=== What this task involves ===
Write out the records word for word, from their first line through the line that contains "[13,441,1024,683]".

───── Records for this exercise

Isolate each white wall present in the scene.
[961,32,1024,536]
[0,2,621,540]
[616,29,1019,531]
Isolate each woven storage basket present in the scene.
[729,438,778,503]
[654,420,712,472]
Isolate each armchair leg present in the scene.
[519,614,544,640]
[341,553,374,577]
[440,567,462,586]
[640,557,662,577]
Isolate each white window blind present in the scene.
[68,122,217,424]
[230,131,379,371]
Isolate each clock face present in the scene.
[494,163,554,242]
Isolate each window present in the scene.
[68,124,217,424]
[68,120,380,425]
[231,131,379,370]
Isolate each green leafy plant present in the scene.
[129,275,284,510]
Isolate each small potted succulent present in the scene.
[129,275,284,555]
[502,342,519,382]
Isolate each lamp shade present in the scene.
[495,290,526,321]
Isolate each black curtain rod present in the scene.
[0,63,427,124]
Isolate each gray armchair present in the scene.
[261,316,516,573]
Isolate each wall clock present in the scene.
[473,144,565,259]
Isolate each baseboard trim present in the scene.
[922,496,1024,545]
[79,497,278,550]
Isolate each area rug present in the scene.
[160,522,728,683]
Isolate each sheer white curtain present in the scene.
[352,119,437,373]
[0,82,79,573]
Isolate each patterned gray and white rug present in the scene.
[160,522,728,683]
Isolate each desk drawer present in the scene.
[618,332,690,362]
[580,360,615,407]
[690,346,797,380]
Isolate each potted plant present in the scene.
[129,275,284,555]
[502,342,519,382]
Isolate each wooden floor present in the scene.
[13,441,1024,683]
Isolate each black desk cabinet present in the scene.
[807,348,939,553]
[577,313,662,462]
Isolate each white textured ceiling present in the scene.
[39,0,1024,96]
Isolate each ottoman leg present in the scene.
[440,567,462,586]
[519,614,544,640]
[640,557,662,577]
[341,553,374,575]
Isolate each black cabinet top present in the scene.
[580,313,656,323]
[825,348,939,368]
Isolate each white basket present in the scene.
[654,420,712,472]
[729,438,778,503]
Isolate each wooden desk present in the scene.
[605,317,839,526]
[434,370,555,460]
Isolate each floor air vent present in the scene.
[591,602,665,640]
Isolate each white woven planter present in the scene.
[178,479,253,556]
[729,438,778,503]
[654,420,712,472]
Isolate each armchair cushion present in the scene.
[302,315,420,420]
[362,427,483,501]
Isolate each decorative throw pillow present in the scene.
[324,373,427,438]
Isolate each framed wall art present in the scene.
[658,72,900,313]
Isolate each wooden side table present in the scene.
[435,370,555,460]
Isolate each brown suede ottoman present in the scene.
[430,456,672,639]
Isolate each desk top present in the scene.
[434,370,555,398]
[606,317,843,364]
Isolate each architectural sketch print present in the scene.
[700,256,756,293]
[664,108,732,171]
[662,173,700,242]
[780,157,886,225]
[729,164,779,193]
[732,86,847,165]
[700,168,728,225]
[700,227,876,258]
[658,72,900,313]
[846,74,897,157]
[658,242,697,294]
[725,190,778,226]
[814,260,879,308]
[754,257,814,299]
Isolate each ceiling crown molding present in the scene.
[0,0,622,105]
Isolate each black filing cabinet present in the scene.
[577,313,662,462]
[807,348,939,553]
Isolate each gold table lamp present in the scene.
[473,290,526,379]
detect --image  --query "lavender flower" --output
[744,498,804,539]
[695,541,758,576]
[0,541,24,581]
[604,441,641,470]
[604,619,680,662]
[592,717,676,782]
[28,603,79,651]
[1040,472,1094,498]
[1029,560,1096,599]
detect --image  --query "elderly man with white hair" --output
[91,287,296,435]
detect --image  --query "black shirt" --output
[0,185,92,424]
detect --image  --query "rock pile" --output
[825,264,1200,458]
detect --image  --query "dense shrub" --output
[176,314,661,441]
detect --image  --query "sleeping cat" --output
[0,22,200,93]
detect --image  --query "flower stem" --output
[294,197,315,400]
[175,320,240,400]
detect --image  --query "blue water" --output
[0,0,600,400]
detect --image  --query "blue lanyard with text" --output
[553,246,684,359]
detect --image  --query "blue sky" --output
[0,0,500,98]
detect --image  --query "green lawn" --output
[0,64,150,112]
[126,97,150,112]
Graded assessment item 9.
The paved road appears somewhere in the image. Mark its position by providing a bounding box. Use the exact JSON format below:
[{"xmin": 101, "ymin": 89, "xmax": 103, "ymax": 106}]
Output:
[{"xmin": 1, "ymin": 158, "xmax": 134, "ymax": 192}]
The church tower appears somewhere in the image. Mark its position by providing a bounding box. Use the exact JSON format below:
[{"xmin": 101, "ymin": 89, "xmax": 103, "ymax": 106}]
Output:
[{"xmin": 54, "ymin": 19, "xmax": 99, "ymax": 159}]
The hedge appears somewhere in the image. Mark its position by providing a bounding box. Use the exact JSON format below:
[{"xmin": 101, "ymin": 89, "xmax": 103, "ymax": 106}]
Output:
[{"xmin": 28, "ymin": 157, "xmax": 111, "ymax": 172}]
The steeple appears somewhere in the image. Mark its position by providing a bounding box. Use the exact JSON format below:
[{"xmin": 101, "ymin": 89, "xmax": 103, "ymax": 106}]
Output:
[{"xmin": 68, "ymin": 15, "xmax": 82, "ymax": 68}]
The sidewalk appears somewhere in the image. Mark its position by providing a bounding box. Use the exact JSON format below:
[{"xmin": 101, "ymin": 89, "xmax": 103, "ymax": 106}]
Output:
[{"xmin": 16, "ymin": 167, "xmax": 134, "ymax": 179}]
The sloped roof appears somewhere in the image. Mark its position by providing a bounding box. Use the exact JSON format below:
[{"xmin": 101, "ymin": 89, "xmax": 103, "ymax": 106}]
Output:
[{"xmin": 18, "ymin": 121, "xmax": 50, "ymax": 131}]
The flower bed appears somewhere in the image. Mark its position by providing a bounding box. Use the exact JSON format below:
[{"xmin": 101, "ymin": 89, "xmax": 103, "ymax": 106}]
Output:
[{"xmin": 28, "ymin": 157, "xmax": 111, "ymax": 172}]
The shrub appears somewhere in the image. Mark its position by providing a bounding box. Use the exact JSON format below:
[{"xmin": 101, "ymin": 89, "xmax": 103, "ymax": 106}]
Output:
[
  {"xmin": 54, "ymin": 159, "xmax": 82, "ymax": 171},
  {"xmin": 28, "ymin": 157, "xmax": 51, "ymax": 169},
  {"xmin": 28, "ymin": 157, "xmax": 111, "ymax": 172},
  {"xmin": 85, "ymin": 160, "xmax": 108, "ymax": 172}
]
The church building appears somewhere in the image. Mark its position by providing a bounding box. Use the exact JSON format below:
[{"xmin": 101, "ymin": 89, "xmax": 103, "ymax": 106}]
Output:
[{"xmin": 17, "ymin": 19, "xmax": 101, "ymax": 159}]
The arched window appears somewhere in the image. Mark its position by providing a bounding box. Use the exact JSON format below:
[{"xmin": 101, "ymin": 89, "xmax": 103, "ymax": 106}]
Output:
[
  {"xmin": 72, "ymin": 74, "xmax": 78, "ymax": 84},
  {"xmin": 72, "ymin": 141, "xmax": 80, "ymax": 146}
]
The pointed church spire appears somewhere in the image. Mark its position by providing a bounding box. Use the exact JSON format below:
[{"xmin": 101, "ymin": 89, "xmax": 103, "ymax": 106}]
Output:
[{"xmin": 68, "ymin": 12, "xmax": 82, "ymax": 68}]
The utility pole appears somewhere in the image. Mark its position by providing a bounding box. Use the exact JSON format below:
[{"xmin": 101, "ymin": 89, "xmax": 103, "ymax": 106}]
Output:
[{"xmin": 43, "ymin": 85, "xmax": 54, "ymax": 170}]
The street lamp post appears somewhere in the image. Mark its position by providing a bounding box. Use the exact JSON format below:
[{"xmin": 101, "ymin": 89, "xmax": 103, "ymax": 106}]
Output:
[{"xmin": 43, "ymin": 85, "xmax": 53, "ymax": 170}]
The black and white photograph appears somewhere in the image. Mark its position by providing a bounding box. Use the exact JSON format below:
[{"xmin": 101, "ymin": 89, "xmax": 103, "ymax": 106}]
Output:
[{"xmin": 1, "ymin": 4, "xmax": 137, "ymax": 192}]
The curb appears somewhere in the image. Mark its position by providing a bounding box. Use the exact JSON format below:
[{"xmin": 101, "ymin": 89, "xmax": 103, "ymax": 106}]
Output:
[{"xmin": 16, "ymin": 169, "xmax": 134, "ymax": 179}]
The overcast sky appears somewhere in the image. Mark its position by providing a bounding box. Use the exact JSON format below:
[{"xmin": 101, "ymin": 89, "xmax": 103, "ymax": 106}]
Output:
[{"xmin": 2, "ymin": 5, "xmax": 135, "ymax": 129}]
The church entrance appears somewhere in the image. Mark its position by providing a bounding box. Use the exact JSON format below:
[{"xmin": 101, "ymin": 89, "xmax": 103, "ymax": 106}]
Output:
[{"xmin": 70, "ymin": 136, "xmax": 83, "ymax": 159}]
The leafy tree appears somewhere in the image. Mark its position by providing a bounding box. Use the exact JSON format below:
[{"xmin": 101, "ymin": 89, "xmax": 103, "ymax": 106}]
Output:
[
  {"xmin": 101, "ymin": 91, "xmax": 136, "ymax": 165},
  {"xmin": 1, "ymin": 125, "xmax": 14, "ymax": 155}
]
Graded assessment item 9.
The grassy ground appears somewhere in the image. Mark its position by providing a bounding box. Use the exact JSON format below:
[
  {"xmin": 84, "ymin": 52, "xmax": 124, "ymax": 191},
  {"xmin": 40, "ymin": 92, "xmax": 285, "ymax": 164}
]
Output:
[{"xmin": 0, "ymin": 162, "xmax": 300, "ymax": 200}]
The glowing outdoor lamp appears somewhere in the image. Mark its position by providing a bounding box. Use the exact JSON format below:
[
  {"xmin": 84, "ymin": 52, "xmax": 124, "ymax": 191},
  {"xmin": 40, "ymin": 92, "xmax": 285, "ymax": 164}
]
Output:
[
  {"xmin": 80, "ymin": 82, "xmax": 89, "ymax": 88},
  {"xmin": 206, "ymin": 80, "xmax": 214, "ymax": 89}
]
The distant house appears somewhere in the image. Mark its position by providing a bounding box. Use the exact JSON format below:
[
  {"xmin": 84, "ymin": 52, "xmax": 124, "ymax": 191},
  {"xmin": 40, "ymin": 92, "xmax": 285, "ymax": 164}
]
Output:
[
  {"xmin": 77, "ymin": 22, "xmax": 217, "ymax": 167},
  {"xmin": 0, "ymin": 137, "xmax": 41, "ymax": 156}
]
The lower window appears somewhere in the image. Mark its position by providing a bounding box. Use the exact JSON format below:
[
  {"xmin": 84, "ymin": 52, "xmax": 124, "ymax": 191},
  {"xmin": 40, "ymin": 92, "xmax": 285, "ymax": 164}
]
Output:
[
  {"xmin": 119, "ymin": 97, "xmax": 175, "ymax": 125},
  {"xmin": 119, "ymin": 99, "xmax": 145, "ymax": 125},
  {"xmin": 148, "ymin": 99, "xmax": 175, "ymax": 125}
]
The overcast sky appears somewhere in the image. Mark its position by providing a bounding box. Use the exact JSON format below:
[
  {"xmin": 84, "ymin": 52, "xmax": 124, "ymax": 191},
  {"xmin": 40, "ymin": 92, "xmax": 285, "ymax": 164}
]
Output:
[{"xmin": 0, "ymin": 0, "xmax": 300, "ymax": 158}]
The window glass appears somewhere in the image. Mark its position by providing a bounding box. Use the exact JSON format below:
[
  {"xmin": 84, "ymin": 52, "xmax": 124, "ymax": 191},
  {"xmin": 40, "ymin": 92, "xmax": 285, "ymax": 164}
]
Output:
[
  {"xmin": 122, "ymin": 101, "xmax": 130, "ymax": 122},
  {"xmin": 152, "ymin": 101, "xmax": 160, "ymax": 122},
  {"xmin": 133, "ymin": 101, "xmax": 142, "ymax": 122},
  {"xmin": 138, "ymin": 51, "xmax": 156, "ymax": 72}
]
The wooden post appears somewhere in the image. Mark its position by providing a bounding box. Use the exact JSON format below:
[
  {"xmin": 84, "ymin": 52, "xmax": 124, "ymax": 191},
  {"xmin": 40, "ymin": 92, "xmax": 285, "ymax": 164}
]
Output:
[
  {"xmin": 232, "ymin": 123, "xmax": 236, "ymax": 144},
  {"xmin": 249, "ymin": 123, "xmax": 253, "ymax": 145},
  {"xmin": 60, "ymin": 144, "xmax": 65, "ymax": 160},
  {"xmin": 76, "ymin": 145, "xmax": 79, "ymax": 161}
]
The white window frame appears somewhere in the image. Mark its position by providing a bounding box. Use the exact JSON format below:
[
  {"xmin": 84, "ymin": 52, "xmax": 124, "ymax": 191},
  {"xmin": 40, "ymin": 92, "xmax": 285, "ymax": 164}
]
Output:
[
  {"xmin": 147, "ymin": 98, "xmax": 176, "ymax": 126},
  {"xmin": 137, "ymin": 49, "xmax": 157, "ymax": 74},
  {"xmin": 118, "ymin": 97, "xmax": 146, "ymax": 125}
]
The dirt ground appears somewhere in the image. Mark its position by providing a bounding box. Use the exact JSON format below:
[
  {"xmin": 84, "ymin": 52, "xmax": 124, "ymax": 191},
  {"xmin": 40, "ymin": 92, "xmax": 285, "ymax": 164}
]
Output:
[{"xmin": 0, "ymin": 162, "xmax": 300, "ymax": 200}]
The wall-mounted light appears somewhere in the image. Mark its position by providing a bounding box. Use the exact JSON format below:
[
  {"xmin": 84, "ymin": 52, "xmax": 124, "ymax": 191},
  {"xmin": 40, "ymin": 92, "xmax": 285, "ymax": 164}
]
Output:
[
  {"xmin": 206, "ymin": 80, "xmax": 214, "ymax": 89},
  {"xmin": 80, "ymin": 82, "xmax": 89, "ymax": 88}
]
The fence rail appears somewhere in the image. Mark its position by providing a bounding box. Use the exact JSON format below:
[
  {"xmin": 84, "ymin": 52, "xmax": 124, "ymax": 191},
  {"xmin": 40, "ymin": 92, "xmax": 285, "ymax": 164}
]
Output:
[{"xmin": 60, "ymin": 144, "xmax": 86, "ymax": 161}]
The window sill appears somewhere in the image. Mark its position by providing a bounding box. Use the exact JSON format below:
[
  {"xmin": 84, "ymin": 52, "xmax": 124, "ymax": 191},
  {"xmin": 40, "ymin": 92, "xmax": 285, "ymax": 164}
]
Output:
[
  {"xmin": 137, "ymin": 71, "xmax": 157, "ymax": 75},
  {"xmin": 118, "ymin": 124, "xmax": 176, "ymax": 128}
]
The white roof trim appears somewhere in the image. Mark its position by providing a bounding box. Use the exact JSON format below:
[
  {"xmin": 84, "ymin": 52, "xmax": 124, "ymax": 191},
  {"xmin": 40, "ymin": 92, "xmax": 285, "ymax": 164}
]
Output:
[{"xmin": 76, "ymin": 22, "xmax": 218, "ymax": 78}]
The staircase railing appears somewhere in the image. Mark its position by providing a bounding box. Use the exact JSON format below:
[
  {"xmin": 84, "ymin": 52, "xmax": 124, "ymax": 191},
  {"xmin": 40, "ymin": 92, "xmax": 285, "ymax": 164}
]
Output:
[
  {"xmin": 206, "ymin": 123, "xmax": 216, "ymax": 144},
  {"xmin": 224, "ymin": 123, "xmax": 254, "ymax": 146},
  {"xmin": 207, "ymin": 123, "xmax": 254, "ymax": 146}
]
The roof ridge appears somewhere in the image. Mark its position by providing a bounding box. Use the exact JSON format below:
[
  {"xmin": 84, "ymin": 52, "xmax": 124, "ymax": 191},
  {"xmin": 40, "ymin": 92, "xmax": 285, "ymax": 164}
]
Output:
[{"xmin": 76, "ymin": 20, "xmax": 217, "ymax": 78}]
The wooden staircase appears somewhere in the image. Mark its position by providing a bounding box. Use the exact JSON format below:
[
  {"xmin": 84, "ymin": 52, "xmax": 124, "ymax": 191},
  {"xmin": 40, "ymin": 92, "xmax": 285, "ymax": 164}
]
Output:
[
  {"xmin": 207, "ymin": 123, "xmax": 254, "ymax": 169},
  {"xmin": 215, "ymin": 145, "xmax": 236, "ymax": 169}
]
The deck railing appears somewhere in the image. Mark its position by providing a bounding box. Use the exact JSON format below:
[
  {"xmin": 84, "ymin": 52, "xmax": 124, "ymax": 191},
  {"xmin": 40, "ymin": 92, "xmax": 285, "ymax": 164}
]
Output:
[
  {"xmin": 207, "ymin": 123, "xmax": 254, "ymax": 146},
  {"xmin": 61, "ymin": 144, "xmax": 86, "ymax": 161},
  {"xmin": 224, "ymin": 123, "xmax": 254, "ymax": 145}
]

──────────

=== Result ===
Isolate each white wall present in the scene.
[961,32,1024,536]
[0,2,621,540]
[616,29,1019,531]
Isolate each woven storage basket present in the scene.
[729,438,778,503]
[654,420,712,472]
Isolate each armchair leg present in the scene.
[519,614,544,640]
[341,553,374,577]
[440,567,462,586]
[640,557,662,577]
Isolate each white window blind present in the scene.
[68,122,217,424]
[230,131,379,371]
Isolate each clock face present in the scene.
[494,163,554,242]
Isolate each window present in the scene.
[68,124,217,424]
[68,120,380,425]
[231,131,379,370]
Isolate each green leafy plant present in the scene.
[129,275,284,510]
Isolate each small potted succulent present in the scene.
[129,275,284,555]
[502,342,519,382]
Isolate each lamp shade present in the scene.
[495,290,526,321]
Isolate each black curtain rod present in the scene.
[0,63,427,124]
Isolate each gray armchair present in the scene.
[261,316,516,573]
Isolate each wall clock present in the scene.
[473,144,565,259]
Isolate each baseboard trim present in the scene.
[922,496,1024,545]
[79,497,278,550]
Isolate each area rug present in the scene.
[160,522,728,683]
Isolate each sheer white curtain present in the scene.
[352,119,437,373]
[0,82,79,573]
Isolate each patterned gray and white rug present in the scene.
[160,522,728,683]
Isolate each desk drawer present in the scene.
[618,332,690,362]
[580,360,615,407]
[690,346,797,380]
Isolate each potted plant present in the scene.
[129,275,284,555]
[502,342,519,382]
Isolate each wooden floor present in the scene.
[13,441,1024,683]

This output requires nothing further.